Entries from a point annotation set
## Start

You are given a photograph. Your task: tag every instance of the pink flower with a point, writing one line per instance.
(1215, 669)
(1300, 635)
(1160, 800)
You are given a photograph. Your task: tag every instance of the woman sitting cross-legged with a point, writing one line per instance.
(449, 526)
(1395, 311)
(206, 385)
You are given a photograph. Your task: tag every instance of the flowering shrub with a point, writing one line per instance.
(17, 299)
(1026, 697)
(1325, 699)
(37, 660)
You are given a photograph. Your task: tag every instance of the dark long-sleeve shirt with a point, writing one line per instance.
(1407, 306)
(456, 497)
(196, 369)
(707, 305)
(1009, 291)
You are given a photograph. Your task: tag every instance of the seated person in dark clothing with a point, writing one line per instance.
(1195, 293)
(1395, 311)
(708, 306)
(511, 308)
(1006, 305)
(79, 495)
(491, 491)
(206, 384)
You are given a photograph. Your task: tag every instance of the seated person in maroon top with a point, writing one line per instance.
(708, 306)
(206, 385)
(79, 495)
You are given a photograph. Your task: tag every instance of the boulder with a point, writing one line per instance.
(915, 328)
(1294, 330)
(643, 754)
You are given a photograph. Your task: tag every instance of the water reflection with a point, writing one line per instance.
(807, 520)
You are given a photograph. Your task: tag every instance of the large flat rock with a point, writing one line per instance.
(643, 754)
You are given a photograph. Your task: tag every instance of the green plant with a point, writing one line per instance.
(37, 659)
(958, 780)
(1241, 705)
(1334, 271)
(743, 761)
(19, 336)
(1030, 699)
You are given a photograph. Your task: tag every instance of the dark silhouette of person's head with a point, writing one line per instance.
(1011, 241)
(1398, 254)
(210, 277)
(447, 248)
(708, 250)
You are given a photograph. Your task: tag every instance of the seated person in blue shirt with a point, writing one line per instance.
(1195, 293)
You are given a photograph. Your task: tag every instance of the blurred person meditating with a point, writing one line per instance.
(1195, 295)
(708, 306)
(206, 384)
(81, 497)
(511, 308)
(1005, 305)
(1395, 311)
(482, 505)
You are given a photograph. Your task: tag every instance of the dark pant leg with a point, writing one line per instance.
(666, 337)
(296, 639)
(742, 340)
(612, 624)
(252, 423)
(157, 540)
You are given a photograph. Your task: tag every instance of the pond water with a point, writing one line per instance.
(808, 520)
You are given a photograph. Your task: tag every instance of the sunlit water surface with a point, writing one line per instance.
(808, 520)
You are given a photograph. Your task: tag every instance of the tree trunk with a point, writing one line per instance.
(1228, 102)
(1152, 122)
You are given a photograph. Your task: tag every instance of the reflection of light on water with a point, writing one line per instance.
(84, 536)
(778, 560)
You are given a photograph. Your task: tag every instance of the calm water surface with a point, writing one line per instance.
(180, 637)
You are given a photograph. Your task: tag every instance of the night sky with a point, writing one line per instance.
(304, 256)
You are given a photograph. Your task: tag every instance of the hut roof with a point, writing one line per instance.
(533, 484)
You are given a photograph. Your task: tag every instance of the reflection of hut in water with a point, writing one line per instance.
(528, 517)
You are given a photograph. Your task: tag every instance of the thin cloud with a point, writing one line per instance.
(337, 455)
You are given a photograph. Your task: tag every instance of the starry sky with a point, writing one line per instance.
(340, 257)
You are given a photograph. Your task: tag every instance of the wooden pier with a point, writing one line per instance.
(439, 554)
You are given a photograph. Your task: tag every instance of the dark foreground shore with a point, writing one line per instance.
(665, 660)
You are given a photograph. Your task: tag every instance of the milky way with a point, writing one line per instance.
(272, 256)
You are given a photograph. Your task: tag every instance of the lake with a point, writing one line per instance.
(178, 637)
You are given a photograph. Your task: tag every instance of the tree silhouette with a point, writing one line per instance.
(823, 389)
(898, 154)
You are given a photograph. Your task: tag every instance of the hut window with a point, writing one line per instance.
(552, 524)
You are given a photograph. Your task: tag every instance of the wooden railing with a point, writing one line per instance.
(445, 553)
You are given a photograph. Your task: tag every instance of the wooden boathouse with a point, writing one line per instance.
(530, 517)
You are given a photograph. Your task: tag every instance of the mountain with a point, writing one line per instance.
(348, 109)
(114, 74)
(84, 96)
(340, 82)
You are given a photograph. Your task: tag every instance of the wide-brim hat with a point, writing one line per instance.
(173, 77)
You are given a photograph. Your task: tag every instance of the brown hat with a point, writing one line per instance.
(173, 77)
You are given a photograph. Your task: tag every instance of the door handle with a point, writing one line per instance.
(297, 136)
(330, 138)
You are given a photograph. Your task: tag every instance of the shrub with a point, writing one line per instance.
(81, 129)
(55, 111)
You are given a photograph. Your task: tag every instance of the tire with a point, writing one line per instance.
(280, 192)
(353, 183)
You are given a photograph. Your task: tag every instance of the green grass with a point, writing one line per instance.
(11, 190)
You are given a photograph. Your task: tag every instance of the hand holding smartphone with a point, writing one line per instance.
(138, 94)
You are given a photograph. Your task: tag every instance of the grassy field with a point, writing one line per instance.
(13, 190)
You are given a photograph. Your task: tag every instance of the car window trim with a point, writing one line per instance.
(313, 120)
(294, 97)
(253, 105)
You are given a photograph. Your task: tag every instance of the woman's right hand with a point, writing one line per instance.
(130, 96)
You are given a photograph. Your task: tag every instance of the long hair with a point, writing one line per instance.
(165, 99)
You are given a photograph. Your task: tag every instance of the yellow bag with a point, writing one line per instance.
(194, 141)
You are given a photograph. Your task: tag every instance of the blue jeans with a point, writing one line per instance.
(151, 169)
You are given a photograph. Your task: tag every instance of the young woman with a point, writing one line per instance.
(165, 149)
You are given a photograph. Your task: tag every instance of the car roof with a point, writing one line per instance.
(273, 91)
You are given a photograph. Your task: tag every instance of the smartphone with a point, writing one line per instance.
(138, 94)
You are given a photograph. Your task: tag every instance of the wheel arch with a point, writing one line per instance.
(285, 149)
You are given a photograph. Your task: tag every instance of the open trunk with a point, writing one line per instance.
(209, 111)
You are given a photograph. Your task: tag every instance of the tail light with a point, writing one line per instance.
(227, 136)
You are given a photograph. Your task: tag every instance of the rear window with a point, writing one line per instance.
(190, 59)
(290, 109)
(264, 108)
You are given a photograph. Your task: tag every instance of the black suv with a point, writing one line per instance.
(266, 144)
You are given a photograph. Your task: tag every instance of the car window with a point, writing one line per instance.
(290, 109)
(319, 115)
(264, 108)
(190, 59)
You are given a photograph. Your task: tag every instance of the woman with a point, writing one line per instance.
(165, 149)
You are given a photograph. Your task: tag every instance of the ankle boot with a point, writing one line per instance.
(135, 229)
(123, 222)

## End
## Start

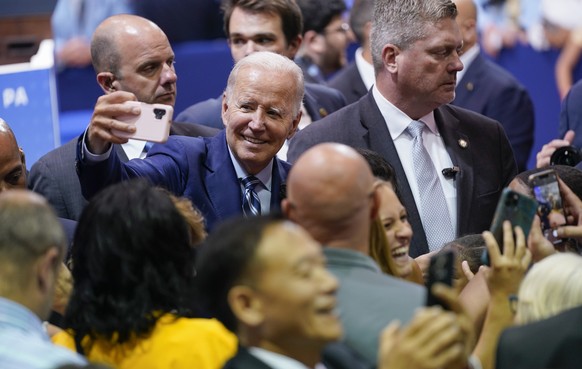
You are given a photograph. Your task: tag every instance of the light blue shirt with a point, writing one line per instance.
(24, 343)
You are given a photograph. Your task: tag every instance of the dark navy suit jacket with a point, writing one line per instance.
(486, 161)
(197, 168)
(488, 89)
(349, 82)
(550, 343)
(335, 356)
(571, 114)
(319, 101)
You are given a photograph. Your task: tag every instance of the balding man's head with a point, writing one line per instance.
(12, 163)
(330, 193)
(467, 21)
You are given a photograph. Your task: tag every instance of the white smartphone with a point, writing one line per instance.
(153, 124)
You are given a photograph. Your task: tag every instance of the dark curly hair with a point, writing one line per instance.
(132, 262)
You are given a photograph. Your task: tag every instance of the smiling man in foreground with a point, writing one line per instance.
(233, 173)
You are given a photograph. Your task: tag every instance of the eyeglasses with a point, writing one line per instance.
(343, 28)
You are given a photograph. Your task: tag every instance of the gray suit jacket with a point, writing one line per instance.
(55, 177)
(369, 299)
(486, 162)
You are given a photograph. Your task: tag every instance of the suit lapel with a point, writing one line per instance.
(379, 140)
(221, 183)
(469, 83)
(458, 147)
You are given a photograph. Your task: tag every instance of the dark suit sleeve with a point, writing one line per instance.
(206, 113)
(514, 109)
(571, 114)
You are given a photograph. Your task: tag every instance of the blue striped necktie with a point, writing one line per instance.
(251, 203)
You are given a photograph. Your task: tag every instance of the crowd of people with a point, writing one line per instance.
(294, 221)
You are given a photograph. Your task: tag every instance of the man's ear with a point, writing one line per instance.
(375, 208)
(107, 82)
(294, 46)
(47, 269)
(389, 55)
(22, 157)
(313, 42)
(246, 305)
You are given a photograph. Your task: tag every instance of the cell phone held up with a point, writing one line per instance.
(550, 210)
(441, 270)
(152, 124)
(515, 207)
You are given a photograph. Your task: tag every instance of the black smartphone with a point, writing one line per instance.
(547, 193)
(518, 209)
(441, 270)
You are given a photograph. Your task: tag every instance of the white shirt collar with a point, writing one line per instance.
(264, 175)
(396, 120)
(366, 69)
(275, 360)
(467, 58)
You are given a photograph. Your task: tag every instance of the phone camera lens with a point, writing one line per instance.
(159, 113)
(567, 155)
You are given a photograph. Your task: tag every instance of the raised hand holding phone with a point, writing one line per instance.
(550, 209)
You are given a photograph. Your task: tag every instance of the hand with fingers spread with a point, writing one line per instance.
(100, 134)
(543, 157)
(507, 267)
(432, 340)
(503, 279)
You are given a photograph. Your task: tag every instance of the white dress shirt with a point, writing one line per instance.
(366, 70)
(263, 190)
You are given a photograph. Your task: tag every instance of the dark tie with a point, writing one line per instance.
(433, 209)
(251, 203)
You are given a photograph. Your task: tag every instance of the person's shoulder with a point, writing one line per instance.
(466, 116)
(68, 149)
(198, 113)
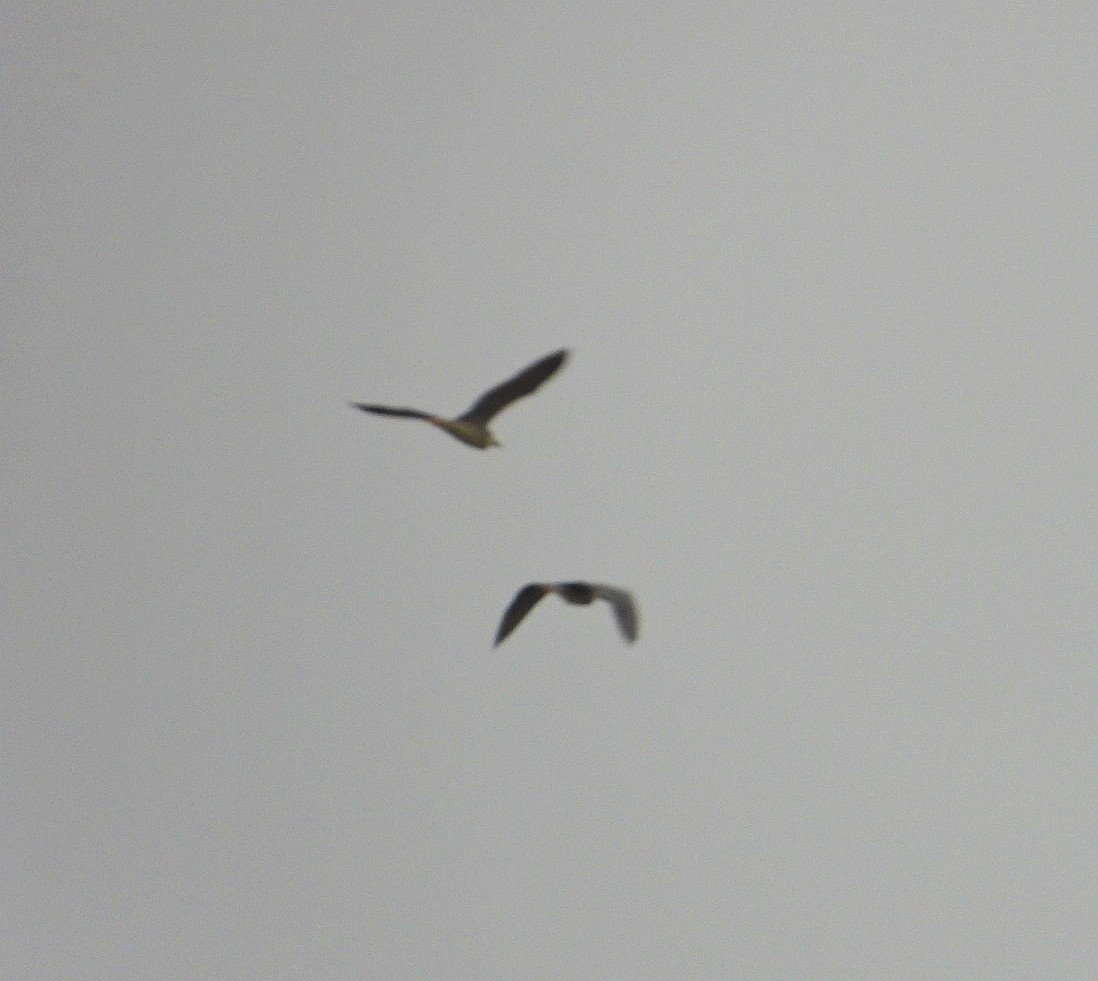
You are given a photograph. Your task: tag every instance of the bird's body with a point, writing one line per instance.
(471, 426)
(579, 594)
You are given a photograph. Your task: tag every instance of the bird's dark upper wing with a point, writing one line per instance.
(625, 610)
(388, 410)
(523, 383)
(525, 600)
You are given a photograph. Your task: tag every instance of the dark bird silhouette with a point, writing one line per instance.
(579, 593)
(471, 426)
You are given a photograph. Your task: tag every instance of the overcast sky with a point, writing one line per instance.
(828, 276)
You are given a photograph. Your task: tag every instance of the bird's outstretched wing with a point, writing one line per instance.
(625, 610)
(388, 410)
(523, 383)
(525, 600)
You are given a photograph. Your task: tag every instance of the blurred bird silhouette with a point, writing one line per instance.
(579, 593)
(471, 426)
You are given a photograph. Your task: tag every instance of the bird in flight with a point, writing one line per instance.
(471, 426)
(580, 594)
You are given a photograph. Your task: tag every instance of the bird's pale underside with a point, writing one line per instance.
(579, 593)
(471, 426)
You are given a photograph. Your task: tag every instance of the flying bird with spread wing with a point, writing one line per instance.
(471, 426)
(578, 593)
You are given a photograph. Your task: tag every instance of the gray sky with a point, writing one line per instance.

## End
## Start

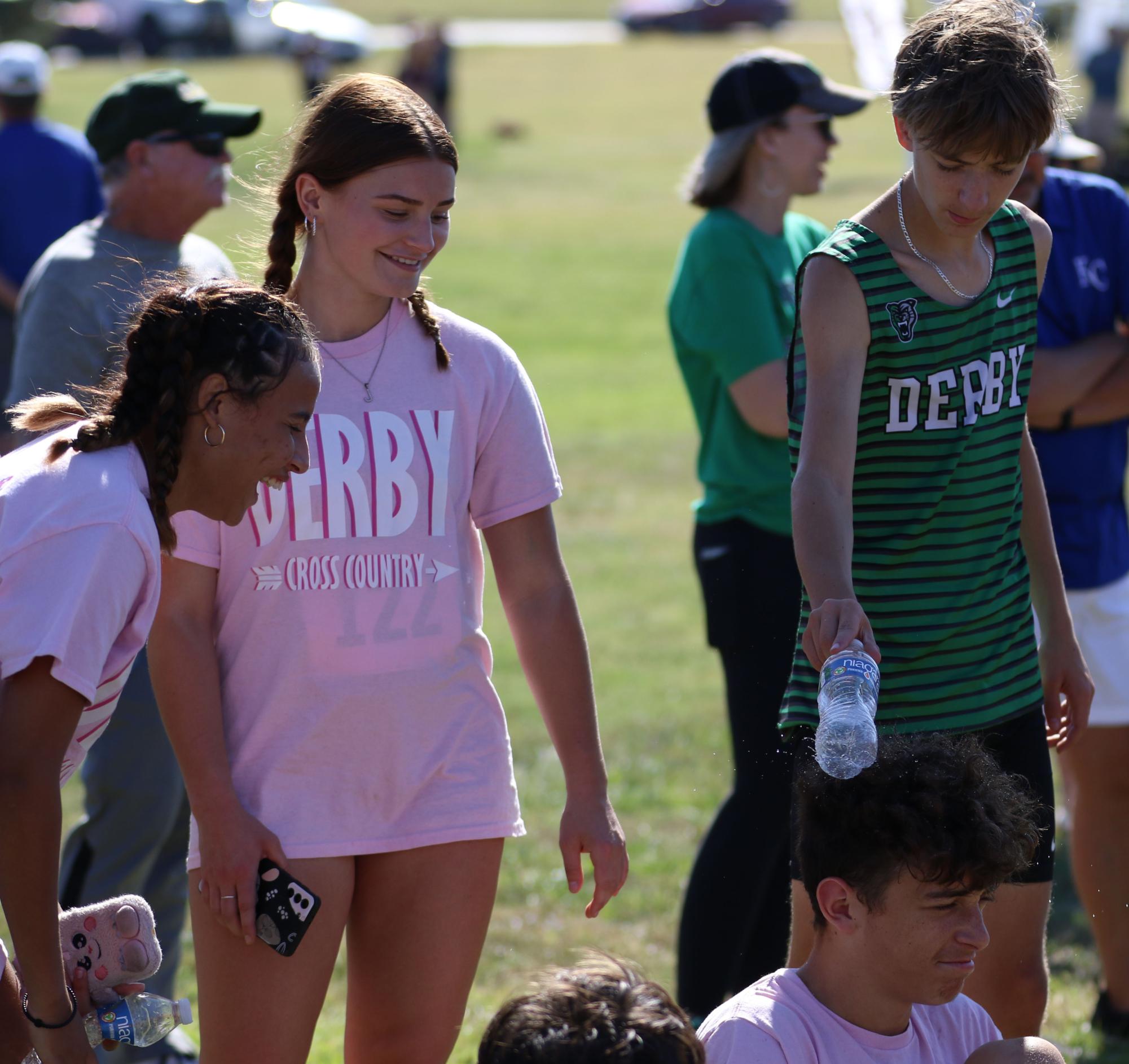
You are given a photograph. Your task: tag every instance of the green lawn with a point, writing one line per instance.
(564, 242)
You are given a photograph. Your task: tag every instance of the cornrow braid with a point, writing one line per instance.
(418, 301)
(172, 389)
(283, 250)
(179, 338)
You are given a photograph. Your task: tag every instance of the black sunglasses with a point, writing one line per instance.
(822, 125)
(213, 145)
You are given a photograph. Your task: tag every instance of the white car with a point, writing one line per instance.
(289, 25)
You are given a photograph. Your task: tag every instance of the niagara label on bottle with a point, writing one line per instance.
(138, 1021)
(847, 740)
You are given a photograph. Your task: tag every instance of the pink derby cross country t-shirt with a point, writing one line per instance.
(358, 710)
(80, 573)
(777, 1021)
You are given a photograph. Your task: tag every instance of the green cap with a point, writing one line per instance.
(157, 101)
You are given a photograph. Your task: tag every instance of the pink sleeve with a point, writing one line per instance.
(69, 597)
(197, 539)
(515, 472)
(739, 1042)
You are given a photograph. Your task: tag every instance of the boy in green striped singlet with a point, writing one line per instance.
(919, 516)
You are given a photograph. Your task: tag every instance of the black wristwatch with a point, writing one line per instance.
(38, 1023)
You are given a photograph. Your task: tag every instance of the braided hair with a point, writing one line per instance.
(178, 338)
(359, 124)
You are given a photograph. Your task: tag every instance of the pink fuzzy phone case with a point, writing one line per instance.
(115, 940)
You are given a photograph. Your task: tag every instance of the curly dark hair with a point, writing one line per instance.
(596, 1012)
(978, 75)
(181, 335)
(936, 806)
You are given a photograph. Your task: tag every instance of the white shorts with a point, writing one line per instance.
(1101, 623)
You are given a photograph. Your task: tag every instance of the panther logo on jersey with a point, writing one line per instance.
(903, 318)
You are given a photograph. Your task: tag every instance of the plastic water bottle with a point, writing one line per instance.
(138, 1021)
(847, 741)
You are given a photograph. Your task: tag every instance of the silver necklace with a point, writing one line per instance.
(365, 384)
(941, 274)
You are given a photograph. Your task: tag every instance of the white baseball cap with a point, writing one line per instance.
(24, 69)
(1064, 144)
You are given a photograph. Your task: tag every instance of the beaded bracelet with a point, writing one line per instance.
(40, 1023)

## End

**TASK TO COMPLETE**: Reproduce, character for character, the stretch of the records from the line containing "the woman sitting" through the line containing "(1009, 291)", with both of those lines included.

**RESULT OF THE TASK**:
You are given a photograph. Your task: tag every instance of the woman sitting cross-legged with a point, writing one line per instance.
(449, 526)
(1395, 311)
(206, 385)
You are given a photograph. Your task: tag every instance of the flowering shrub with a point, writing one line per instance.
(17, 299)
(1026, 697)
(1325, 699)
(37, 660)
You are given a photograph. Your task: tag every instance of the dark long-sleeve shirt with a point, writing one line per instance.
(1407, 306)
(456, 497)
(196, 369)
(707, 305)
(1009, 291)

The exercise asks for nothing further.